Lines of data
= = = =
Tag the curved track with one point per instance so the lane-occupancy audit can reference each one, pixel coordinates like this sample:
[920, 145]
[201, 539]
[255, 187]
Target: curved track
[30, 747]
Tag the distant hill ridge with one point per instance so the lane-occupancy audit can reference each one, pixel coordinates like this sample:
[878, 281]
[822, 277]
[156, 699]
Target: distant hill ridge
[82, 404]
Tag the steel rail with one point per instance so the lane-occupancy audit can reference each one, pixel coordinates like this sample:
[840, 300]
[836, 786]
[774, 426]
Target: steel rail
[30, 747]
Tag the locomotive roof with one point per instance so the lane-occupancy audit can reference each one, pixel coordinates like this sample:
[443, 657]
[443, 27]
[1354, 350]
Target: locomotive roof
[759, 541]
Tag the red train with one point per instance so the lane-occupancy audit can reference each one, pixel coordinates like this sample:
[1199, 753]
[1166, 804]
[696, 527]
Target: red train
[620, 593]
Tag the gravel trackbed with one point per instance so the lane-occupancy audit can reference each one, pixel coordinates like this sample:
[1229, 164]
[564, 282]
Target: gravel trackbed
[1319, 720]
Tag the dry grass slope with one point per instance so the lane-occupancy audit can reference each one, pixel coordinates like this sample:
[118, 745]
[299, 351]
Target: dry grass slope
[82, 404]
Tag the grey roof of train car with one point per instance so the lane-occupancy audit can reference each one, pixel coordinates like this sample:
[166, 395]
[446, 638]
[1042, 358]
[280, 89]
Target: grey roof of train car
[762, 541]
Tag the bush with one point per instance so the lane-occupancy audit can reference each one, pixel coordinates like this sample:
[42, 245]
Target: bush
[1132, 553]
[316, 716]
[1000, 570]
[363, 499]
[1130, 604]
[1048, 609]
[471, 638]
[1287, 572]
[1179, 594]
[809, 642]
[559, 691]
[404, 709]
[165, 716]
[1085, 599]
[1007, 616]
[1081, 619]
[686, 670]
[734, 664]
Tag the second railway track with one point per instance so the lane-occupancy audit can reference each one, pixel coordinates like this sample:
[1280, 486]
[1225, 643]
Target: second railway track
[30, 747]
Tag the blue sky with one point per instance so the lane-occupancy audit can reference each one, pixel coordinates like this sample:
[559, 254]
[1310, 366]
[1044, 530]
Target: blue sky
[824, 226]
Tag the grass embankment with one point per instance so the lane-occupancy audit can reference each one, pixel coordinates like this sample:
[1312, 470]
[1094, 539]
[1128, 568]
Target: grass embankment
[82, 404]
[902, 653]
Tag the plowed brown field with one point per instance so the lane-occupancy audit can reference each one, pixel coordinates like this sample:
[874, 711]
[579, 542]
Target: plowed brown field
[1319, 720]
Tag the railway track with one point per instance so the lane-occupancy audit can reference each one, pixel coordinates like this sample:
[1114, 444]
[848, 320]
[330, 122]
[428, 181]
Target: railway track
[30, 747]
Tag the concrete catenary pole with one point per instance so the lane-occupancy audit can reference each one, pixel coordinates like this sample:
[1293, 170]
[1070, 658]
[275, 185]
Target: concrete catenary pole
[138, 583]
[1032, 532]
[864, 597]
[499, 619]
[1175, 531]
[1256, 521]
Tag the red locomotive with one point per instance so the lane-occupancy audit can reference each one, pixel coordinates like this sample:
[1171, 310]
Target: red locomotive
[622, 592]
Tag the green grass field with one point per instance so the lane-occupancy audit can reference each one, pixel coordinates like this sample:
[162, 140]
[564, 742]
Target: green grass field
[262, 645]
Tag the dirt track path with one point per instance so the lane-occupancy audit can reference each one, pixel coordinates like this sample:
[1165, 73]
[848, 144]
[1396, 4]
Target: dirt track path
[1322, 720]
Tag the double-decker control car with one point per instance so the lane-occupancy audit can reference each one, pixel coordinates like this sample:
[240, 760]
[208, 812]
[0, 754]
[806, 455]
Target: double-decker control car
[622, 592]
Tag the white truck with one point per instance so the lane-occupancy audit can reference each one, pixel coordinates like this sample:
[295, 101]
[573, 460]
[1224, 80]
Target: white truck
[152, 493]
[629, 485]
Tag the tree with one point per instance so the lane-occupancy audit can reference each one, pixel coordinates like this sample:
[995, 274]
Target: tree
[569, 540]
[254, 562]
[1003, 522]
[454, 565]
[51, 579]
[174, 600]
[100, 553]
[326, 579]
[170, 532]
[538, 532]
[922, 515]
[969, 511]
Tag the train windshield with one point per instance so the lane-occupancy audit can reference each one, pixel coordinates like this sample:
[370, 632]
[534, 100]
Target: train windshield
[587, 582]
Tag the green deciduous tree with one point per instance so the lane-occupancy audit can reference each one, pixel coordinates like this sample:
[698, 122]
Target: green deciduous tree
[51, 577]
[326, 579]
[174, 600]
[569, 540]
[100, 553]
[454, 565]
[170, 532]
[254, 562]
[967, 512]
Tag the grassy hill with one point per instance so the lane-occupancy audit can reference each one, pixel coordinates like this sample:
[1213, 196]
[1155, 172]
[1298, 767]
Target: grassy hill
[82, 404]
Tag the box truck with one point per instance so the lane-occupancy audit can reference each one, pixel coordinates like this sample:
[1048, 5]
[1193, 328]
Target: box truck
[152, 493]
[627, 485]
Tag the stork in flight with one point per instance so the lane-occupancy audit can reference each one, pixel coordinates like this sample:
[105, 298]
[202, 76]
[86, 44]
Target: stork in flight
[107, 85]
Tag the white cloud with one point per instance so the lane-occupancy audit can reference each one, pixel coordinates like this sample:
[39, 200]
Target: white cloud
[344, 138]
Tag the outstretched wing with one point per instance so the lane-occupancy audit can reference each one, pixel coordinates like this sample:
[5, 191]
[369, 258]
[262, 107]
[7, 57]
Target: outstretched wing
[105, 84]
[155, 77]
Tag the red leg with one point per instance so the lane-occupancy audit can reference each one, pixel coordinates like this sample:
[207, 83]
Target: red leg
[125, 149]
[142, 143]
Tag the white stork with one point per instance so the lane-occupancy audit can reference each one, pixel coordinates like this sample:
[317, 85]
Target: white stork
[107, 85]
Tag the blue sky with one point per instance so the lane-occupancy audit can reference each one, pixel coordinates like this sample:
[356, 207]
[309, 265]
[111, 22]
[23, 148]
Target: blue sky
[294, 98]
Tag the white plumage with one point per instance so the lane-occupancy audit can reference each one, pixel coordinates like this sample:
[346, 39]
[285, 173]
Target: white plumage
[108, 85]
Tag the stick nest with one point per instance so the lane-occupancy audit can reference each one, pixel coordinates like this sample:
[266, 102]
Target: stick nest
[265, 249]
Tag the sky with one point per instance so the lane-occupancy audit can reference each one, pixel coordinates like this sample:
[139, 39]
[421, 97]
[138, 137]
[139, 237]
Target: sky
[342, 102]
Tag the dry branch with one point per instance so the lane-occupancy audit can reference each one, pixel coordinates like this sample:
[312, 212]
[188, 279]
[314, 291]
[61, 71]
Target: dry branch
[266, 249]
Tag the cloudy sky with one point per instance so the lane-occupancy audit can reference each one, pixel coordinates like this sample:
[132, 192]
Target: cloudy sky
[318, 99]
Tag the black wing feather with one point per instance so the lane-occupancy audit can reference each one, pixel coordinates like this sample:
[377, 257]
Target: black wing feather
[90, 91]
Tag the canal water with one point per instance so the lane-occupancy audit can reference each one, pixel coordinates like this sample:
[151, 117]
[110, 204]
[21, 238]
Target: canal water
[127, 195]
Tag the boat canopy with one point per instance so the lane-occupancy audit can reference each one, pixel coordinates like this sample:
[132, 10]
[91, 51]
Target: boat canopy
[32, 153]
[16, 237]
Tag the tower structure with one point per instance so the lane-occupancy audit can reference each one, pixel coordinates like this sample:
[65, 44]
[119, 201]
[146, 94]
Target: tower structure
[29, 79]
= = = =
▶ WRITTEN EXERCISE
Retype the listing exactly, starting at the line that contains "Tag the cloudy" and continuing through the end of the listing, with both ends included.

▶ TASK RESULT
Tag the cloudy sky with one point per instance so the lane-occupancy audit can reference each one, pixel coordinates like this sample:
[132, 192]
Target: cloudy sky
[318, 99]
Tag the black wing feather with one point per instance so the lane-occupancy audit can reference each one, pixel coordinates like this sample:
[377, 257]
Target: black wing feather
[90, 91]
Tag the canal water with one point per instance so the lane-occupancy audit can reference each one, pixel coordinates like this sample:
[151, 117]
[110, 204]
[21, 238]
Target: canal water
[127, 195]
Tag the boat canopy with one point per instance so the lane-occupancy audit can reference each one, pixel coordinates like this sample:
[132, 10]
[91, 51]
Target: boat canopy
[32, 153]
[16, 237]
Tag the tower structure with one point per instance so the lane-occupancy audit can reference each one, pixel coordinates like this sample:
[65, 44]
[119, 201]
[146, 94]
Target: tower structure
[29, 79]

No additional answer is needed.